BOBELIAN: Thank you, Andrew, for having me on SCOTUSblog. I’m looking forward to the discussion.
The Supreme Court has always been a political body. Chief Justice John Marshall’s tenure and the long reign of justices during the “Lochner Era” are a testament to this reality. But something has undoubtedly changed over the past 50 years. The court has become far more politicized, partisan and ideologically driven in that time period.
This trend is reflected in the nominees of the past 50 years compared to these earlier epochs. In 1910, William Howard Taft, a Republican, nominated two Democrats to the court. Harry Truman picked Harold Burton, a Republican, along with three centrists to the court who didn’t reflect the growing liberalism of the Democratic Party. Dwight Eisenhower picked two liberal titans — Earl Warren and William Brennan. John Kennedy selected Byron White, another centrist.
From today’s vantage point, these selections seem befuddling.
The fact is that presidents didn’t scrutinize potential nominees down to the granular level the way we do today. Ideological litmus tests were rare and the impact of a potential nominee on the ideological breakdown of the court wasn’t the type of calculation presidents obsessed over during most of the nation’s history.
The Senate, the media and special interest groups were far more cavalier as well. The Senate regularly confirmed nominees in days and weeks — not months — often without a hearing, and usually by voice vote.
Eisenhower’s recess appointment of William Brennan in October 1956 exemplified this outlook. Though the appointment came weeks before the election, Democratic senators didn’t cry foul or accuse Eisenhower of trying to circumvent the Senate. Imagine a president trying to fill up a court seat through a recess appointment in 2019. That would instigate a constitutional crisis.
After 1968, the Senate was far less willing to rubber-stamp a controversial or ideologically extreme nominee, especially if it was facing off against a weakened president. From 1894 to 1967, the Senate rejected only one of 46 nominees. The post-1968 failure rate (including withdrawn nominees like Harriet Miers and Douglas Ginsburg) is significantly higher.
Those are two ways in which the “modern” court differs from previous eras.
The types of people appointed to the court have also changed.
When Earl Warren became chief justice in 1953, only one of the justices had served as a judge before joining the court. Unlike today, many of the justices were former senators, cabinet officials or governors. Because Warren was repeatedly criticized for not having prior judicial experience, that became an unspoken requirement going forward. Since 1968, only three justices — Lewis Powell, William Rehnquist and Elena Kagan — have lacked judicial experience prior to joining the court.
Before 1968, justices were often close associates of presidents. A few years after appointing William Douglas, FDR nearly picked the justice, his poker partner, to be his running mate in 1944. Truman named cabinet officials and friends from his Senate days. Kennedy appointed a campaign manager and a cabinet secretary. Fortas was Johnson’s friend and close advisor. Because this close affiliation was heavily criticized, later presidents steered clear of nominating confidants and allies.
Finally, justices of earlier eras certainly carried political agendas and biases, so I don’t want to characterize today’s court as something that represents a complete break from the past. It’s clear, however, that the court of the past few decades has become more partisan and ideologically minded. Scholars have shown that centrists have disappeared from the court. Democratic presidents are generally selecting more liberal justices; Republicans are appointing more conservative ones.

Stated goal 1:
Pick out each line of the records below that contains the word "blue", and copy those lines.

Information shown:
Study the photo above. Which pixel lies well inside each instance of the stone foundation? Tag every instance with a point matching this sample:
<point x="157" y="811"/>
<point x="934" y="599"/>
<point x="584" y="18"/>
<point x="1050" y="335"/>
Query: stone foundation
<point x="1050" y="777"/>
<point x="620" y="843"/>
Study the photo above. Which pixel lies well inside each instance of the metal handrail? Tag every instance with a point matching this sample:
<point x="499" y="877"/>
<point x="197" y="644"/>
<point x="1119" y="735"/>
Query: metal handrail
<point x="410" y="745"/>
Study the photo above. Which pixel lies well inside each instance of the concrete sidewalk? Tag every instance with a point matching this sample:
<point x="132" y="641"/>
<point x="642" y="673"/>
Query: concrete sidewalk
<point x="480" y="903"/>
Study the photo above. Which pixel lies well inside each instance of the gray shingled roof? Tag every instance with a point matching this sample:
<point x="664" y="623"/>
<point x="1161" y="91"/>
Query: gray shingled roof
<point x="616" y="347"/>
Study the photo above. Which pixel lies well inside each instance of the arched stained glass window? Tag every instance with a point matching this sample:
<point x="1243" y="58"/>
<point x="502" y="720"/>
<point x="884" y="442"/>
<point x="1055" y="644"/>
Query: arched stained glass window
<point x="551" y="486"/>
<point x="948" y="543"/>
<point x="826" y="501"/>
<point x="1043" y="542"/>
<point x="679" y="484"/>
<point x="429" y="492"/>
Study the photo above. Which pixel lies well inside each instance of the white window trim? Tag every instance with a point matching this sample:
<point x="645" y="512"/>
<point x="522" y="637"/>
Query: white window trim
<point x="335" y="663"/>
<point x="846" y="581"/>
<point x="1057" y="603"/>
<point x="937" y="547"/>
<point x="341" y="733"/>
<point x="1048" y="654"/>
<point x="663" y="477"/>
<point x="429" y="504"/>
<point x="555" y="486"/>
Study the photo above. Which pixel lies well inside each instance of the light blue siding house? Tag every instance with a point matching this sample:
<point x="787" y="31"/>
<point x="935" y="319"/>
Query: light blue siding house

Stated goal 2:
Return the stretch of the passage on the Supreme Court from "This trend is" through "the nation’s history.", copied word for word.

Expected output 1:
Study the photo above. Which pixel lies well inside each instance of the light blue siding house? Tag every instance with a point matching this sample:
Query: light blue siding house

Expected output 2:
This trend is reflected in the nominees of the past 50 years compared to these earlier epochs. In 1910, William Howard Taft, a Republican, nominated two Democrats to the court. Harry Truman picked Harold Burton, a Republican, along with three centrists to the court who didn’t reflect the growing liberalism of the Democratic Party. Dwight Eisenhower picked two liberal titans — Earl Warren and William Brennan. John Kennedy selected Byron White, another centrist.
From today’s vantage point, these selections seem befuddling.
The fact is that presidents didn’t scrutinize potential nominees down to the granular level the way we do today. Ideological litmus tests were rare and the impact of a potential nominee on the ideological breakdown of the court wasn’t the type of calculation presidents obsessed over during most of the nation’s history.